## Task objective
All lines from the one containing "like [491, 245]." through the last line below must be duplicated exactly, with nothing outside that span.

## Entries supplied
******
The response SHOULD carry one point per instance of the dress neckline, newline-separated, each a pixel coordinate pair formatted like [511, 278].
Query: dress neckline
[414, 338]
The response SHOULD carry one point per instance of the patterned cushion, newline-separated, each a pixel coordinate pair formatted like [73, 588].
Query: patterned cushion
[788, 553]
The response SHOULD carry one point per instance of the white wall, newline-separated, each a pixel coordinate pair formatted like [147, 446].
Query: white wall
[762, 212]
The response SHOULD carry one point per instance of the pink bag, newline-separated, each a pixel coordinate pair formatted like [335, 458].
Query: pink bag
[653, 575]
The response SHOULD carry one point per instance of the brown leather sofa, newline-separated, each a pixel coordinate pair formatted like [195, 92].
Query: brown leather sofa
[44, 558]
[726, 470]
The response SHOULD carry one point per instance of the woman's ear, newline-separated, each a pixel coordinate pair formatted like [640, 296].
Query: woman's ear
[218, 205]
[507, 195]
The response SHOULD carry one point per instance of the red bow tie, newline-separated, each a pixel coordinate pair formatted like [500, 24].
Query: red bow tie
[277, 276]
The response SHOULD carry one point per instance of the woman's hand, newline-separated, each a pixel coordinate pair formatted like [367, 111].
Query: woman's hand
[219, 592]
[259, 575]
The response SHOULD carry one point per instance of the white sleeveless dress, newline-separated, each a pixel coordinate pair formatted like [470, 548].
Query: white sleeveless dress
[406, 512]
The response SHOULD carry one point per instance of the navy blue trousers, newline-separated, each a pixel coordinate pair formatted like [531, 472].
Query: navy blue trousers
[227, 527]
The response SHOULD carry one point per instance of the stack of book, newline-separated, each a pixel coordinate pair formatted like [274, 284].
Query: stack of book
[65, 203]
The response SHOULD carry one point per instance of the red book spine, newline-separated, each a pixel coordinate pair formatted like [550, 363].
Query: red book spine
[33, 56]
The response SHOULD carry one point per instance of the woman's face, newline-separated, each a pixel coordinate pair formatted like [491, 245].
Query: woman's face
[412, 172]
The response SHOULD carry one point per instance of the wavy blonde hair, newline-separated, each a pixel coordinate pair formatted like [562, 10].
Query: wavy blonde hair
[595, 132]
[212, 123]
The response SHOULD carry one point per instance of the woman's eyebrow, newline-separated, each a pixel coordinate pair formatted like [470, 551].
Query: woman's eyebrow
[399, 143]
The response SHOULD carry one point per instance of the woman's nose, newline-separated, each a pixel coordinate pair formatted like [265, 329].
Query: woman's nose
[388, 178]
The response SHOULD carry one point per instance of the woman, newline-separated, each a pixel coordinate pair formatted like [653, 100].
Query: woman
******
## Solved exercise
The response SHOULD carry one point per instance of the woman's face, newline-separated, each a pixel coordinate pair formatted like [491, 245].
Query: woman's face
[412, 172]
The response SHOULD carry one point per instance of the wavy blonde hair, newline-separated, each a pixel coordinate pair formatted like [562, 10].
Query: wavy blonde hair
[595, 132]
[212, 123]
The response SHOULD carry one point per instance of the woman's eyebrow, newline-separated, each a pixel coordinate pair formatted like [470, 551].
Query: woman's eyebrow
[399, 143]
The response SHOULD carry one point per instance of the woman's nose, newline-separated, each a pixel coordinate pair formatted like [265, 329].
Query: woman's nose
[388, 178]
The response SHOULD carry one point per instance of the woman, newline-separated, each a pixel coordinate pair formatted like [653, 100].
Query: woman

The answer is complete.